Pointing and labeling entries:
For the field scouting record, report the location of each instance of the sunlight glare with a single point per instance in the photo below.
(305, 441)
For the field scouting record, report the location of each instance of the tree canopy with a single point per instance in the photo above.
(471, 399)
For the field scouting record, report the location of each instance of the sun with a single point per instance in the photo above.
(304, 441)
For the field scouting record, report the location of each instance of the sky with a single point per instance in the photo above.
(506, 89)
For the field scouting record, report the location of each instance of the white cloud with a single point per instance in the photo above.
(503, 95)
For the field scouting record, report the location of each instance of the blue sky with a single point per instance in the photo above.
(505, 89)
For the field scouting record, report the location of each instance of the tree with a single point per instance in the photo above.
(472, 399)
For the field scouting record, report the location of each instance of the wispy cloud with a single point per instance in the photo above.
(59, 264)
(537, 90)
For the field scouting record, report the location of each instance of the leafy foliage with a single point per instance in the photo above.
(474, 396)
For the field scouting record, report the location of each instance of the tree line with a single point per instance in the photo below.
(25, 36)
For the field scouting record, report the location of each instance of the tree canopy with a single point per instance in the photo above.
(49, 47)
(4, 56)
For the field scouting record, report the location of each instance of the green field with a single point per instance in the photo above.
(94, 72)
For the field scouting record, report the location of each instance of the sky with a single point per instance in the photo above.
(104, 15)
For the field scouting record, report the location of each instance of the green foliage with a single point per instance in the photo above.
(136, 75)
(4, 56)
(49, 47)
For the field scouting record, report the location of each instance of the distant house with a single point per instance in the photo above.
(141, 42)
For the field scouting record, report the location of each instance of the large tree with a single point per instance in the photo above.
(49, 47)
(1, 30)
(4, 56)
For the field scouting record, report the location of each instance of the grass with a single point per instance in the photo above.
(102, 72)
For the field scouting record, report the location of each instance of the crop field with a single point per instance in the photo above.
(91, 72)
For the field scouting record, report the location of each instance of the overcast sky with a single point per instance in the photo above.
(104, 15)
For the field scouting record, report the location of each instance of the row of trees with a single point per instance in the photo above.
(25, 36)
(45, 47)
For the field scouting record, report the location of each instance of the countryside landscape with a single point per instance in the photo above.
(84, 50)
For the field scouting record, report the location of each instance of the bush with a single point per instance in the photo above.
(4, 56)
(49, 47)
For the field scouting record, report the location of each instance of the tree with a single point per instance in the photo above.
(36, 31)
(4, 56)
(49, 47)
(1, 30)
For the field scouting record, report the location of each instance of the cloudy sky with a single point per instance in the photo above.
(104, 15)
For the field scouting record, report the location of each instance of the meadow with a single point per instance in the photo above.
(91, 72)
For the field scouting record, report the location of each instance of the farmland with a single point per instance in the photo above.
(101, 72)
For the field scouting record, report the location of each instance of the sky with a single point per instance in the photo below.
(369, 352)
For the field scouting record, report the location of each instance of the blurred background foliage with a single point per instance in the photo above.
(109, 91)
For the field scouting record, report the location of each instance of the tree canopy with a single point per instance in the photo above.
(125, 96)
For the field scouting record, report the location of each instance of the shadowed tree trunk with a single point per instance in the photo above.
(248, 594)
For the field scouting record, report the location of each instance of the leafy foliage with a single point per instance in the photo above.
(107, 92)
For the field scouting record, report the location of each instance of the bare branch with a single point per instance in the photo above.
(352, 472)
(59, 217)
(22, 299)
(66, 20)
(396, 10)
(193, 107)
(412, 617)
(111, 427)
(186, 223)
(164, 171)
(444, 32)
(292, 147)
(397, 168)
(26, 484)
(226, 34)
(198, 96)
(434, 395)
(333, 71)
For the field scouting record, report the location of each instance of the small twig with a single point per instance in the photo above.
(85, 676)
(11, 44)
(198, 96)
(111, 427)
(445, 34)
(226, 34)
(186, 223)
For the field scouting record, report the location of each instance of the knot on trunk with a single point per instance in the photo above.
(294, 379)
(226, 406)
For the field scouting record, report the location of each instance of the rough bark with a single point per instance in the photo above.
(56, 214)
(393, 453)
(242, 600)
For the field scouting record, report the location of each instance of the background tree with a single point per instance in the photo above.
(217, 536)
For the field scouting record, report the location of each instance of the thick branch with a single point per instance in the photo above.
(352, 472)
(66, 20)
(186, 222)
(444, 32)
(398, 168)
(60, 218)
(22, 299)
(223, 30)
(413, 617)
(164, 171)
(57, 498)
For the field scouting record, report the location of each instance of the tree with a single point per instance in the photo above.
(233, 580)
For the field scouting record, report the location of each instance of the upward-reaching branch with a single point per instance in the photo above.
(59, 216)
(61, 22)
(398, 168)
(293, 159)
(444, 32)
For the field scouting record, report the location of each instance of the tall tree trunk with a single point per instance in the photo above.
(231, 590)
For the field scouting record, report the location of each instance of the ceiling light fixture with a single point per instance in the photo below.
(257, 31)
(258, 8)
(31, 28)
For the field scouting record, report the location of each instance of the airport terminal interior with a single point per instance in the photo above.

TASK GOAL: Give back all the records exactly as they stand.

REPLY TO THE TASK:
For the field scouting record, report the location of each instance of the sunlight glare with a single point per instance in the photo below.
(305, 441)
For the field scouting record, report the location of each instance of the tree canopy with a single point per instance in the photo above.
(471, 399)
For the field scouting record, report the location of each instance of the sun with a single point per instance in the photo above.
(304, 441)
For the field scouting record, report the location of each instance of the sky with a single point per instance in the photo above.
(506, 89)
For the field scouting record, report the location of each instance of the white cloud with a single point per instance in the photo above.
(503, 95)
For the field scouting record, report the location of each instance of the blue sky with a single point per instance in the photo above.
(505, 89)
For the field scouting record, report the location of each instance of the tree with a single point per instance in the photo above.
(472, 399)
For the field scouting record, report the location of each instance of the wispy cloud with a single point per instance in the photo above.
(59, 264)
(537, 90)
For the field scouting record, report the location of each instance of the leafy foliage with a single point per instance in the photo above.
(474, 396)
For the field scouting record, report the location of each instance of the tree line with a single point per instance in the photo below.
(25, 36)
For the field scouting record, report the location of each instance of the tree canopy with a single point per instance in the photo above.
(49, 47)
(4, 56)
For the field scouting record, report the location of each instance of the green field with a single point per instance in the photo above.
(94, 72)
For the field scouting record, report the location of each instance of the sky with a single point per instance in the photo above.
(104, 15)
For the field scouting record, report the location of each instance of the green foliage with a single point per instance in the photo above.
(136, 75)
(4, 56)
(49, 47)
For the field scouting record, report the location of each instance of the distant house with a single point per instance in the photo above.
(141, 42)
For the field scouting record, report the location of each instance of the large tree with a single point per instance in the photo above.
(49, 47)
(1, 30)
(4, 56)
For the field scouting record, report the location of each instance of the grass with a single point per instance in the photo above.
(102, 72)
For the field scouting record, report the location of each instance of the crop field with a single point per instance in the photo above.
(91, 72)
For the field scouting record, report the location of each instance of the overcast sky with a single point per instance in the photo above.
(104, 15)
For the field scouting record, report the location of each instance of the row of trees with a single point per instance in the photo above.
(25, 36)
(45, 47)
For the field scouting record, report the location of each instance of the countryside landscape with a single point per instance in the photo above.
(84, 50)
For the field scouting record, report the location of each instance of the bush with a single point per instance in the photo above.
(4, 56)
(49, 47)
For the field scouting record, report the location of each instance of the tree with a single point per instance in the photo above.
(36, 31)
(4, 56)
(49, 47)
(1, 30)
For the field scouting record, report the location of each instance of the cloudy sky with a single point per instance in the photo above.
(104, 15)
For the field scouting record, report the location of each instance of the meadow with a single point per instance in the photo above.
(91, 72)
For the field scouting record, report the location of each instance of the farmland with a single point per instance in the photo above.
(101, 72)
For the field scouting record, report the location of each instance of the sky with a single point per instance in the photo below.
(369, 352)
For the field scouting record, report the location of each instance of the blurred background foliage with a single point per instance in the photo above.
(109, 91)
For the field scouting record, report the location of each instance of the tree canopy with a single point per instance in the photo above.
(125, 96)
For the field scouting record, report the location of each instance of the shadowed tree trunk with a single point per instance in the photo above.
(248, 594)
For the field scouting record, report the location of each instance of the leafy foliage with a single point per instance in the photo above.
(107, 92)
For the field scouting record, report the location of each instance of the bare branch with a single point per instance in the photo above.
(352, 472)
(59, 217)
(22, 299)
(66, 20)
(396, 10)
(193, 107)
(412, 617)
(111, 427)
(186, 223)
(164, 171)
(444, 32)
(292, 147)
(397, 168)
(26, 484)
(226, 34)
(198, 96)
(434, 395)
(333, 71)
For the field scouting record, report the location of each instance of the small twig with a single point per instance in the photo above.
(85, 676)
(11, 44)
(198, 96)
(111, 427)
(445, 34)
(226, 34)
(186, 223)
For the field scouting record, report the location of each instance of the knot on trunk with a single point per instance in the photo above.
(294, 379)
(226, 406)
For the field scouting record, report the location of each instance of the rough bark with a single point per instance in the photo above.
(56, 214)
(393, 453)
(242, 600)
For the field scouting record, report the location of each instance of the background tree with a single point per instance in the photo above.
(217, 536)
For the field scouting record, report the location of each instance of the thick branch with a single point per instance in the photo above.
(352, 472)
(66, 20)
(186, 222)
(444, 32)
(398, 168)
(60, 218)
(22, 299)
(223, 30)
(413, 617)
(164, 171)
(57, 498)
For the field scouting record, report the location of each instance of the tree with a single point per instance in the photo above.
(233, 580)
For the field scouting record, report the location of each instance of the upward-reaching branch with a single point per instance in the photo above.
(59, 216)
(61, 22)
(398, 168)
(293, 159)
(444, 32)
For the field scouting record, report the location of each instance of the tall tree trunk with a single point per instance in the photo above.
(231, 590)
For the field scouting record, report the location of each instance of the ceiling light fixture with a single point per instance in the photo below.
(257, 31)
(258, 8)
(31, 28)
For the field scouting record, report the location of each instance of the airport terminal interior with a single point per instance in the photo above.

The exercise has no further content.